§ What you should do
Transcribe all records, preserving every character.
#### Given entries ####
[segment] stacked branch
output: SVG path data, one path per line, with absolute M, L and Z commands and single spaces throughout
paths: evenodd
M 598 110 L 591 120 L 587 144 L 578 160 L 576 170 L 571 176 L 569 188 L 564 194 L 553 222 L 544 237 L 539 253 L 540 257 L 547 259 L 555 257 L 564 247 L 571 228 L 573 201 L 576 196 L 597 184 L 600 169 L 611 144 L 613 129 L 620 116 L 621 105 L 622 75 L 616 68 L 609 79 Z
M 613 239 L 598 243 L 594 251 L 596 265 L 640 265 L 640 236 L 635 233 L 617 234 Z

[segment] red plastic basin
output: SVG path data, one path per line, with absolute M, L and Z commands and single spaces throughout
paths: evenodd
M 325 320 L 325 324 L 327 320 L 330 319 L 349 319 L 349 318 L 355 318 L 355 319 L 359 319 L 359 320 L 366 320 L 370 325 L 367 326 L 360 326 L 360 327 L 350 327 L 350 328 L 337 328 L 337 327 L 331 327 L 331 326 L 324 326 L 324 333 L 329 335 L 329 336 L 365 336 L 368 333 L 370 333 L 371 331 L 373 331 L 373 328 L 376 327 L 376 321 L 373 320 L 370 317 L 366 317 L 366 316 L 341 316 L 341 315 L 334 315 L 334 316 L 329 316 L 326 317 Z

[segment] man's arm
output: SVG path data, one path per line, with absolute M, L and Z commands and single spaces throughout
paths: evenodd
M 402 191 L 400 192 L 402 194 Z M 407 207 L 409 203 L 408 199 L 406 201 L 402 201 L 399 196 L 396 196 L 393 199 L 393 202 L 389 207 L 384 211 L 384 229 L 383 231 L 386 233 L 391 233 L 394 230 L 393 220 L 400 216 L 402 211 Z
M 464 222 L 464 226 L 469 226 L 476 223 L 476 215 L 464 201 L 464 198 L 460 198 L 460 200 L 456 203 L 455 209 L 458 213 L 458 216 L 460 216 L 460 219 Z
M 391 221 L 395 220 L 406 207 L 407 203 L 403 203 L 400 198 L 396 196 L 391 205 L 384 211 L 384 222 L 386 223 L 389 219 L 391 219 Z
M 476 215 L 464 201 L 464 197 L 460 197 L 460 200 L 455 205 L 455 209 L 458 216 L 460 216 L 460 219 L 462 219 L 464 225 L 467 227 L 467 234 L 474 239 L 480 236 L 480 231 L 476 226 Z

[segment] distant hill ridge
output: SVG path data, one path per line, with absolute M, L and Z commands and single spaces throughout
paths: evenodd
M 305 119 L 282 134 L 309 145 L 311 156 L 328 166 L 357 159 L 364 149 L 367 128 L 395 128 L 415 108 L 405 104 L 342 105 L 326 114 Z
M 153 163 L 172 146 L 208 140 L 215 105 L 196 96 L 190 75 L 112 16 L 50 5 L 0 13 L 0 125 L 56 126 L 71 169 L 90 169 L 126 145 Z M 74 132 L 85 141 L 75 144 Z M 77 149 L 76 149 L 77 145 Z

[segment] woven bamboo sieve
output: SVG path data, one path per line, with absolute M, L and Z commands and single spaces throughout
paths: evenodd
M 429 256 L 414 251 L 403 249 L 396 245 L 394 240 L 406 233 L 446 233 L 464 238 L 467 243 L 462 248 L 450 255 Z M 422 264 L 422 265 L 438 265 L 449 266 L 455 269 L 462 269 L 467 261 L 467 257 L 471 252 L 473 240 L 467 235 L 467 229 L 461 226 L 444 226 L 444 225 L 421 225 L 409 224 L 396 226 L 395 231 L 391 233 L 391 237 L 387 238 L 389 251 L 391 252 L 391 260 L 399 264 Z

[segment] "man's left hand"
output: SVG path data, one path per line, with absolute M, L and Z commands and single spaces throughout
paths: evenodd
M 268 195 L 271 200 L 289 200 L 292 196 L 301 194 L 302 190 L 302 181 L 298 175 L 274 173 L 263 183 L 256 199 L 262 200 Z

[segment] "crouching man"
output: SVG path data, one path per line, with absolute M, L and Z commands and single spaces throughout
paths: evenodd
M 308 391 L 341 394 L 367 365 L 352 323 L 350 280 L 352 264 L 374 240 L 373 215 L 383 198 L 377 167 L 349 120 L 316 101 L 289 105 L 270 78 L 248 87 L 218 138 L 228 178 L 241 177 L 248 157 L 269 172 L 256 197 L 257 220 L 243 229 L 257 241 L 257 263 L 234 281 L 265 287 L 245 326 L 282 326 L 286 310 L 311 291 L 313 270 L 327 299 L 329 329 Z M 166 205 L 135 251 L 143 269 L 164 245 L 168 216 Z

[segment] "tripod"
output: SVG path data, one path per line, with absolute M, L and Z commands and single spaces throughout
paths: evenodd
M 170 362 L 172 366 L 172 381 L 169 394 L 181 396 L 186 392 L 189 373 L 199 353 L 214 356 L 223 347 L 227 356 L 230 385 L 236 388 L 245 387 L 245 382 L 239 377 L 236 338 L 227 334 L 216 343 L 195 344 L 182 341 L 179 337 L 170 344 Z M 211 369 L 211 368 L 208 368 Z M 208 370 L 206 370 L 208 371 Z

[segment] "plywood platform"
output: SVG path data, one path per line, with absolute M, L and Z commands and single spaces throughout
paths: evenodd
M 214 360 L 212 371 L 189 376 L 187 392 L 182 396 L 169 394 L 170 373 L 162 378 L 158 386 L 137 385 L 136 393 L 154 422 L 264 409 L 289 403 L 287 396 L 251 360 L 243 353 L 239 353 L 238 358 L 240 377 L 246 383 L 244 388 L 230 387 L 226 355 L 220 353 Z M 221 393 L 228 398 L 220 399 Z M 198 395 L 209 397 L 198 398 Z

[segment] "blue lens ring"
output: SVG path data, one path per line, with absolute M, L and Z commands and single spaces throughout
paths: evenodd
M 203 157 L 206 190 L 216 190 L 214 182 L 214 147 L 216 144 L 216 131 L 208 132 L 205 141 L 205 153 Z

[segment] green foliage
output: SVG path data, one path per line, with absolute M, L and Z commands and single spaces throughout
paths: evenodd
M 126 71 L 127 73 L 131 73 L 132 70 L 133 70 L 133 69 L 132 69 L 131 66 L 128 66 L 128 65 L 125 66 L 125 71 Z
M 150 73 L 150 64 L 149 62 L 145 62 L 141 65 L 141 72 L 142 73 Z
####
§ Written solution
[segment] stacked branch
output: SVG path data, one path per line, with absolute M, L and Z commands and single spaces throughout
paths: evenodd
M 598 110 L 591 120 L 587 144 L 578 160 L 576 170 L 571 176 L 569 188 L 564 194 L 553 222 L 544 237 L 539 253 L 540 257 L 547 259 L 555 257 L 564 247 L 571 228 L 573 201 L 576 196 L 597 184 L 600 169 L 611 144 L 613 129 L 620 116 L 621 105 L 622 75 L 616 68 L 609 79 Z
M 613 239 L 598 243 L 594 251 L 596 265 L 640 265 L 640 236 L 635 233 L 617 234 Z

[segment] red plastic basin
output: SVG path data, one path per line, with absolute M, L and Z commands and single spaces throughout
paths: evenodd
M 325 320 L 325 324 L 327 320 L 330 319 L 349 319 L 349 318 L 355 318 L 355 319 L 359 319 L 359 320 L 366 320 L 370 325 L 367 326 L 360 326 L 360 327 L 350 327 L 350 328 L 337 328 L 337 327 L 331 327 L 331 326 L 324 326 L 324 333 L 329 335 L 329 336 L 365 336 L 368 333 L 370 333 L 371 331 L 373 331 L 373 328 L 376 327 L 376 321 L 373 320 L 370 317 L 366 317 L 366 316 L 341 316 L 341 315 L 334 315 L 334 316 L 329 316 L 326 317 Z

[segment] man's arm
output: SVG path data, one path per line, with absolute M, L and Z commands and single spaces throughout
paths: evenodd
M 402 191 L 400 192 L 402 194 Z M 407 207 L 409 203 L 408 199 L 406 201 L 402 201 L 399 196 L 396 196 L 393 199 L 393 202 L 389 207 L 384 211 L 384 229 L 383 231 L 386 233 L 391 233 L 394 230 L 393 220 L 400 216 L 402 211 Z
M 464 222 L 464 226 L 469 226 L 476 223 L 476 215 L 464 201 L 464 198 L 460 198 L 460 200 L 456 203 L 455 209 L 458 213 L 458 216 L 460 216 L 460 219 Z
M 391 221 L 395 220 L 406 207 L 407 203 L 403 203 L 400 198 L 396 196 L 391 205 L 384 211 L 384 222 L 386 223 L 389 219 L 391 219 Z
M 476 215 L 464 201 L 464 197 L 460 197 L 460 200 L 455 205 L 455 209 L 458 216 L 460 216 L 460 219 L 462 219 L 464 225 L 467 227 L 467 234 L 474 239 L 480 236 L 480 231 L 476 226 Z

[segment] distant hill ridge
output: SVG path data, one path per line, with absolute M, L and Z commands and single spaces throughout
paths: evenodd
M 305 119 L 282 134 L 309 145 L 311 156 L 328 166 L 357 159 L 364 149 L 367 128 L 395 128 L 415 108 L 405 104 L 342 105 L 326 114 Z
M 153 163 L 172 146 L 208 140 L 215 105 L 196 96 L 190 75 L 112 16 L 50 5 L 0 13 L 0 125 L 56 126 L 71 169 L 90 169 L 126 145 Z M 74 132 L 85 141 L 75 144 Z M 77 149 L 76 149 L 77 145 Z

[segment] woven bamboo sieve
output: SVG path data, one path per line, with absolute M, L and Z commands and single spaces throughout
paths: evenodd
M 429 256 L 414 251 L 403 249 L 396 245 L 394 240 L 406 233 L 446 233 L 464 238 L 467 243 L 462 248 L 450 255 Z M 422 264 L 422 265 L 438 265 L 449 266 L 455 269 L 462 269 L 467 261 L 467 257 L 471 252 L 473 240 L 467 235 L 467 229 L 461 226 L 444 226 L 444 225 L 421 225 L 409 224 L 396 226 L 395 231 L 391 233 L 391 237 L 387 238 L 389 251 L 391 252 L 391 260 L 399 264 Z

[segment] "man's left hand"
output: SVG path data, one path per line, with absolute M, L and Z commands and single spaces throughout
paths: evenodd
M 268 195 L 271 200 L 289 200 L 292 196 L 301 194 L 302 190 L 302 181 L 298 175 L 274 173 L 263 183 L 256 199 L 262 200 Z

[segment] "crouching man"
output: SVG path data, one path per line, with absolute M, L and Z commands and single spaces throughout
paths: evenodd
M 308 391 L 341 394 L 367 365 L 352 323 L 350 280 L 352 264 L 374 240 L 373 215 L 383 198 L 377 167 L 349 120 L 316 101 L 289 105 L 270 78 L 248 87 L 218 138 L 228 178 L 241 177 L 248 157 L 269 172 L 256 197 L 257 220 L 243 229 L 257 241 L 257 263 L 234 281 L 265 287 L 245 326 L 282 326 L 286 310 L 311 291 L 313 270 L 327 299 L 329 329 Z M 166 205 L 135 251 L 143 269 L 164 245 L 168 216 Z

[segment] "tripod"
output: SVG path data, one path per line, with absolute M, L and Z commands and single spaces throughout
paths: evenodd
M 170 362 L 172 366 L 172 381 L 169 394 L 181 396 L 186 392 L 189 373 L 199 353 L 214 356 L 223 347 L 227 356 L 230 385 L 236 388 L 245 387 L 245 382 L 239 377 L 236 338 L 227 334 L 216 343 L 195 344 L 182 341 L 179 337 L 170 344 Z M 211 369 L 211 368 L 208 368 Z M 208 370 L 206 370 L 208 371 Z

[segment] "plywood platform"
output: SVG path data, one path per line, with absolute M, L and Z commands and single spaces throughout
paths: evenodd
M 214 360 L 212 371 L 189 376 L 187 392 L 182 396 L 169 394 L 170 373 L 162 378 L 158 386 L 137 385 L 136 393 L 154 422 L 264 409 L 289 403 L 287 396 L 251 360 L 243 353 L 239 353 L 238 358 L 240 377 L 246 383 L 244 388 L 230 387 L 226 355 L 220 353 Z M 221 393 L 228 398 L 220 399 Z M 198 395 L 209 397 L 198 398 Z

[segment] "blue lens ring"
output: SVG path data, one path per line, with absolute M, L and Z commands and single spaces throughout
paths: evenodd
M 203 157 L 206 190 L 216 190 L 214 182 L 214 147 L 216 144 L 216 131 L 208 132 L 205 141 L 205 153 Z

[segment] green foliage
output: SVG path data, one path per line, with absolute M, L and Z commands and single spaces throughout
paths: evenodd
M 126 71 L 127 73 L 131 73 L 132 70 L 133 70 L 133 69 L 132 69 L 131 66 L 128 66 L 128 65 L 125 66 L 125 71 Z
M 150 73 L 150 64 L 149 62 L 145 62 L 141 65 L 141 72 L 142 73 Z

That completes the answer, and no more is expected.